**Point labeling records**
START

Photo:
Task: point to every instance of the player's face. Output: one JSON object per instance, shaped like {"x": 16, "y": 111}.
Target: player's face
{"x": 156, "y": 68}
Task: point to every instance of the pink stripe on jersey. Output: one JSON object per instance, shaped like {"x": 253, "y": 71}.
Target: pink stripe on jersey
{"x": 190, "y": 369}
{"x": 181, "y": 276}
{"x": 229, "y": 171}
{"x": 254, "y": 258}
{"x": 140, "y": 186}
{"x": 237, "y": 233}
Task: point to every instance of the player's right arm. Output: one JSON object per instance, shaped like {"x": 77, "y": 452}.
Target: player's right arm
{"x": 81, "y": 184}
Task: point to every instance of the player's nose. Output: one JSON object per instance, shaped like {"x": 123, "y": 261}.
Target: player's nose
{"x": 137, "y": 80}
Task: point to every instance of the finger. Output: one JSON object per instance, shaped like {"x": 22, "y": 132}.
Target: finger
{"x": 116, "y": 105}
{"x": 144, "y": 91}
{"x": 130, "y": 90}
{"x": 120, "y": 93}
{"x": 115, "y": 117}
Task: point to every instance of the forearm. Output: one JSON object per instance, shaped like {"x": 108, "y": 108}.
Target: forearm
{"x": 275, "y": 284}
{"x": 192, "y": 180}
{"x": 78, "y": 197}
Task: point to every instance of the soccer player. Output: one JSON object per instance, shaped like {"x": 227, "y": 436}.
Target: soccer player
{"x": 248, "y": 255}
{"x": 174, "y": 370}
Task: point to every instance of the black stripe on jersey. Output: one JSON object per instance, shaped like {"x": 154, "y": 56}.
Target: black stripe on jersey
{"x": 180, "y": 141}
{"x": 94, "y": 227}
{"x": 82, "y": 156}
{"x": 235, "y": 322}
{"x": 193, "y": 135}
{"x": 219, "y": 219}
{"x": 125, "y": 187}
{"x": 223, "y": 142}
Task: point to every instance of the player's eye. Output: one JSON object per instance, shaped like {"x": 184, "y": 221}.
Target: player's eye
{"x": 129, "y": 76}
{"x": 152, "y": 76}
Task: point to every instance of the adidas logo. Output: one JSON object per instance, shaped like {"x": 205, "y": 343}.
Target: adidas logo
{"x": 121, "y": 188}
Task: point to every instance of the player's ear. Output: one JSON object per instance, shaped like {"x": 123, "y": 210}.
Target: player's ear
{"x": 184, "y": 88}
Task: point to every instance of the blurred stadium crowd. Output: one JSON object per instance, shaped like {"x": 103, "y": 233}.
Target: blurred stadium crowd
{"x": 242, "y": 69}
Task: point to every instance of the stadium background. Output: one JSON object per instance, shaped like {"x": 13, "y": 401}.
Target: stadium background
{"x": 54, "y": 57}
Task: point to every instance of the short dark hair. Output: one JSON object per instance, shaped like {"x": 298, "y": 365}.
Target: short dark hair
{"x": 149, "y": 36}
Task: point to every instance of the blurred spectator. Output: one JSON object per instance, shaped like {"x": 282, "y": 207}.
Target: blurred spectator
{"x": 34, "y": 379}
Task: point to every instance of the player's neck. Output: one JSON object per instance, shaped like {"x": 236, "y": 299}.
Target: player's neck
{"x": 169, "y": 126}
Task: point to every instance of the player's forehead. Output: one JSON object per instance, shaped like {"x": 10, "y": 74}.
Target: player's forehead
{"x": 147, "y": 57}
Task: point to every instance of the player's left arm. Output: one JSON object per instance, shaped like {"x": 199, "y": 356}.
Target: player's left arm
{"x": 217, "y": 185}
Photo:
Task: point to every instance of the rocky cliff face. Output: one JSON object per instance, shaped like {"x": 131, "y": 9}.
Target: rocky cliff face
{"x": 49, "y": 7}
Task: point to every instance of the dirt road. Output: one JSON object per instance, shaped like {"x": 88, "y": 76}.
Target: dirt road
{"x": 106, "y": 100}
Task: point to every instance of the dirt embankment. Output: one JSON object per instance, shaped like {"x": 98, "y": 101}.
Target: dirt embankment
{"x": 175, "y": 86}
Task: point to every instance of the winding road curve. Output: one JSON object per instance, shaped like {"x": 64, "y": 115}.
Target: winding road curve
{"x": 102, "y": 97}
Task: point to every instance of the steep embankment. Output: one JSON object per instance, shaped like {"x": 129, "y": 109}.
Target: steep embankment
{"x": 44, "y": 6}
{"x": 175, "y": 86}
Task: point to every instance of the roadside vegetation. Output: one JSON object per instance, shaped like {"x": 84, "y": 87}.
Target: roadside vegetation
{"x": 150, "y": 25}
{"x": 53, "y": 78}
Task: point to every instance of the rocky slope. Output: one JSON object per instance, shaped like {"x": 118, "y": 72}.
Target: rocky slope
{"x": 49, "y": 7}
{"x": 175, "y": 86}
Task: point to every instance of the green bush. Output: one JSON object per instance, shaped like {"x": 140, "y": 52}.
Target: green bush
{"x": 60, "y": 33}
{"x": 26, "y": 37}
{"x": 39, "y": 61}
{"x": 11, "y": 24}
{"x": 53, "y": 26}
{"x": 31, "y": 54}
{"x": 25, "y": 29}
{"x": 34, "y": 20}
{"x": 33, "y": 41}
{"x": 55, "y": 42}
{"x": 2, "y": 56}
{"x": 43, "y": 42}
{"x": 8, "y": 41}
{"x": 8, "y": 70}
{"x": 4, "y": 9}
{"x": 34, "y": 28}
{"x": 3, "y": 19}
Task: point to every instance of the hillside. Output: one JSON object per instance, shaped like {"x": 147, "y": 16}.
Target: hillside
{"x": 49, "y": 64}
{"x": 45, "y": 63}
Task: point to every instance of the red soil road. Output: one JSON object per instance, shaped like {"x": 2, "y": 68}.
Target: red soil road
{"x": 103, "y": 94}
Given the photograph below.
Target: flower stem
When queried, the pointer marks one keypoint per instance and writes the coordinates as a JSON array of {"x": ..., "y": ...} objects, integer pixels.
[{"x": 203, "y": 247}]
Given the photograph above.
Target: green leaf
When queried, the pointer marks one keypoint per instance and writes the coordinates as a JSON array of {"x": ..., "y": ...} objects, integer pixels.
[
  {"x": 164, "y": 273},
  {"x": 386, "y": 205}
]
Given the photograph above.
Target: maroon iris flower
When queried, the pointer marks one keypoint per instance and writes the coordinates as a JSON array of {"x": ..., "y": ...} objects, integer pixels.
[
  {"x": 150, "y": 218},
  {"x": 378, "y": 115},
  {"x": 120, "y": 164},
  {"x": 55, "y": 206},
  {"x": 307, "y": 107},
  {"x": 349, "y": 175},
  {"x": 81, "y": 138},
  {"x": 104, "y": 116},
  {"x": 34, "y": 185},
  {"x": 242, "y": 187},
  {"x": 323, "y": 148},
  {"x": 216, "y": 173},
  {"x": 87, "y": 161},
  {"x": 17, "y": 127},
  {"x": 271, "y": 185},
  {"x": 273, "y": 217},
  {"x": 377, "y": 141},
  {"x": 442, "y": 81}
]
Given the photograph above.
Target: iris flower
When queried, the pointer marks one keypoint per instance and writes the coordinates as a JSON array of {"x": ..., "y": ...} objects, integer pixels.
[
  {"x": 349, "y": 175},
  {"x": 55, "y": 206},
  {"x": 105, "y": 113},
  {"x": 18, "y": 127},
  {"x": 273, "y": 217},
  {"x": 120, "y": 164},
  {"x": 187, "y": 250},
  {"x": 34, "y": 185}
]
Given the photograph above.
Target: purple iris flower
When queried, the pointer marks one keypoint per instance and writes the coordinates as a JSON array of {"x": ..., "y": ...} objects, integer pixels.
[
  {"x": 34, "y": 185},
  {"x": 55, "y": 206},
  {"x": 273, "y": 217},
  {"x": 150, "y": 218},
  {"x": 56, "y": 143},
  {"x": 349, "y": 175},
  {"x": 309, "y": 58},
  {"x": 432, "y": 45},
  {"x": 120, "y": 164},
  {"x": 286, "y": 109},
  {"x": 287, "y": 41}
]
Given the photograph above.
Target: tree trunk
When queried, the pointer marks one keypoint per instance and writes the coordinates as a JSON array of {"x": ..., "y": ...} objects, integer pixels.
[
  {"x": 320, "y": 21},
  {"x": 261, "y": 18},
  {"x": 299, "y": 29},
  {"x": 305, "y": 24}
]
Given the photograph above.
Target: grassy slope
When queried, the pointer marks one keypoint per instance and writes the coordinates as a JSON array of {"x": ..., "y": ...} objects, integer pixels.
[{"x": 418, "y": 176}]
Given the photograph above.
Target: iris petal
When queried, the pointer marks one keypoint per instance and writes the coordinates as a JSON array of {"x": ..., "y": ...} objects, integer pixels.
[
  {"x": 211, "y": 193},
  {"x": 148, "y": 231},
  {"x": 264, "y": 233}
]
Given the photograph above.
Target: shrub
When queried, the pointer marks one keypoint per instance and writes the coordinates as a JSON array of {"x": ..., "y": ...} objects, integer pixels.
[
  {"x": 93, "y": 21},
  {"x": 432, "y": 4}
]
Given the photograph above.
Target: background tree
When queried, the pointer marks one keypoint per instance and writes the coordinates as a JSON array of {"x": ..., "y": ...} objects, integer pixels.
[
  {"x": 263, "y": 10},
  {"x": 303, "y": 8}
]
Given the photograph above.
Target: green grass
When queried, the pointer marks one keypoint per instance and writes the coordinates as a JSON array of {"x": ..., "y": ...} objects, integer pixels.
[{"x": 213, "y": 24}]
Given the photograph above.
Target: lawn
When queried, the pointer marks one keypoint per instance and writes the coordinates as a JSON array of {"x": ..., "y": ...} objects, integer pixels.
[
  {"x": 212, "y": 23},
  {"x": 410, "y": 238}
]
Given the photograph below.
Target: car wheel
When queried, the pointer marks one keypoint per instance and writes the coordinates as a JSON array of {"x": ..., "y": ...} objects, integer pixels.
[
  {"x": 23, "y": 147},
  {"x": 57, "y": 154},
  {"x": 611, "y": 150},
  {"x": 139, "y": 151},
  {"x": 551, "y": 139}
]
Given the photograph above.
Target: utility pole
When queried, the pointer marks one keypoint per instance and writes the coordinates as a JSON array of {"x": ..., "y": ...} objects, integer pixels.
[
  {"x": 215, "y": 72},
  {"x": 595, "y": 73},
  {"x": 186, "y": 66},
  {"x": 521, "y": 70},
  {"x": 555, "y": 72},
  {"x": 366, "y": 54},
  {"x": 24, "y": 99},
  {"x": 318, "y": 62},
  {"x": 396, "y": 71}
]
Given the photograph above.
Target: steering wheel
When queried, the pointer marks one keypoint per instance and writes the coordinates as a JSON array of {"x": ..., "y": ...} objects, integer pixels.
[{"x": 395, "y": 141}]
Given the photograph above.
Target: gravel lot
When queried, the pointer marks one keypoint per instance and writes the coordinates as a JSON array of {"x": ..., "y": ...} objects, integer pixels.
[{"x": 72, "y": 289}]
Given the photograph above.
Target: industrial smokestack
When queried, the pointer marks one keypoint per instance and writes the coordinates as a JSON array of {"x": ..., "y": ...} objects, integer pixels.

END

**EXERCISE DESCRIPTION**
Gather every line of the records above that contains the string "stadium", treating uppercase and lowercase as different. List each matching line in full.

**WRITTEN SOLUTION**
Task: point to every instance of the blurred stadium crowd. Output: one JSON object per instance, shaped like {"x": 103, "y": 233}.
Target: blurred stadium crowd
Task: point to every instance of the stadium background. Output: one JSON object per instance, shaped like {"x": 13, "y": 401}.
Target: stadium background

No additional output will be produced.